## Reading passage
BEGIN

Trump Officials Vow More People Covered, Lower Premiums Under Health Care Bill

March 12, 2017 by and

Sweeping White House promises that insurance premiums will fall and more people will have coverage under the Obamacare replacement plan may be hard to keep as conservatives demand limits to government involvement in health care before they support the measure.

Top officials from Donald Trump’s administration fanned out across political talk shows on Sunday to sell the merits of the American Health Care Act, the House bill intended to replace former President Barack Obama’s signature health law.

Tom Price, the secretary of Health and Human Services, said in a pre-recorded interview aired on NBC’s “Meet the Press” that under the administration’s plan to repeal and replace the Affordable Care Act, more people will have health insurance coverage, and costs will fall.

People on Medicaid wouldn’t be forced off, National Economic Council Director Gary Cohn added on “Fox News Sunday.”

“If you create a system that’s accessible for everybody and you provide the financial feasibility for everybody to get coverage, then we have a great opportunity to increase coverage over where we are right now,” Price said. “Nobody will be worse off financially in the process that we’re going through, understanding that they’ll have choices.”

The Congressional Budget Office is expected to provide its evaluation of the bill as soon as Monday. On Thursday, the Brookings Institution estimated that about 15 million people will lose coverage under the replacement plan.

In addition to helping people in the individual health insurance market gain coverage, Obamacare expanded Medicaid, a move that the plan from Republicans would wind down in 2020. Yet Cohn said the program won’t change.

“If you’re on Medicaid you’re going to stay and the expansion is not going to change,” Cohn said. “There’s a period of transition and we’re very confident the expansion is going to work.”

On CNN’s “State of the Union,” Mick Mulvaney, director of the Office of Management and Budget, said of the proposed Medicaid changes, “Just because you spend less money on something doesn’t mean it can’t get better.”

While the administration is touting sweeping effects of Republicans’ plan, key conservative Republicans remain opposed, in part because they want to eliminate the Medicaid expansion more quickly. Representative Joe Barton of Texas and Representative Marsha Blackburn of Tennessee are working on amendments that would wind down the expansion next year.

The choice isn’t “take it or leave it,” Representative Jim Jordan, an Ohio Republican and founding member of the conservative House Freedom Caucus, said on “Fox News Sunday.”

END

## Extracted records
BEGIN

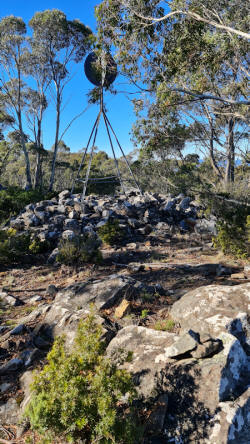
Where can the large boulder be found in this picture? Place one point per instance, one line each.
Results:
(215, 309)
(232, 422)
(74, 303)
(145, 347)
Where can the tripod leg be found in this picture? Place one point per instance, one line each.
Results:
(90, 160)
(125, 158)
(116, 162)
(84, 156)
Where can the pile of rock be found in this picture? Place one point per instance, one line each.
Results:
(195, 379)
(138, 215)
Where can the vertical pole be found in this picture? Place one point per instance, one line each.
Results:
(116, 162)
(125, 158)
(93, 145)
(83, 157)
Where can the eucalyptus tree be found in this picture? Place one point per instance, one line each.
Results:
(38, 68)
(179, 59)
(62, 42)
(12, 52)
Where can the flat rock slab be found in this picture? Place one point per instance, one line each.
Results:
(74, 303)
(232, 423)
(214, 309)
(147, 347)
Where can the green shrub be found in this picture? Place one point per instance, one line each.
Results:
(165, 325)
(38, 247)
(81, 249)
(144, 314)
(13, 246)
(110, 233)
(233, 236)
(77, 395)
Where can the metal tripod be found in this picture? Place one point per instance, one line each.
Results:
(91, 142)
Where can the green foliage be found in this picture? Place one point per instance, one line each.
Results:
(77, 394)
(233, 226)
(14, 199)
(38, 247)
(233, 238)
(13, 246)
(81, 249)
(110, 232)
(144, 314)
(165, 325)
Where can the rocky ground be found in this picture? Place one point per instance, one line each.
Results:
(164, 294)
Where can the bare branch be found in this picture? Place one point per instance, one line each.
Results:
(197, 17)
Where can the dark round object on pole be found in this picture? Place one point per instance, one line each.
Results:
(94, 66)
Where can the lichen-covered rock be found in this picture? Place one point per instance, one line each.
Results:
(146, 347)
(232, 422)
(214, 309)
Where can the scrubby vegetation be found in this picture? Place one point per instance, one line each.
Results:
(79, 395)
(110, 232)
(233, 226)
(83, 248)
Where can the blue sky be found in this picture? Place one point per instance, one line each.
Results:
(120, 109)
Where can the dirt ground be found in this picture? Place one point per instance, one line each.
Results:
(173, 265)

END

## Exercises
**1)** Reproduce the passage of the health care bill article that begins at the words "Top officials from" and ends after the words "signature health law.".
**2)** In the health care bill article, how many people did the Brookings Institution estimate would lose coverage under the replacement plan?

## Task-by-task outputs
**1)**
Top officials from Donald Trump’s administration fanned out across political talk shows on Sunday to sell the merits of the American Health Care Act, the House bill intended to replace former President Barack Obama’s signature health law.

**2)** About 15 million people.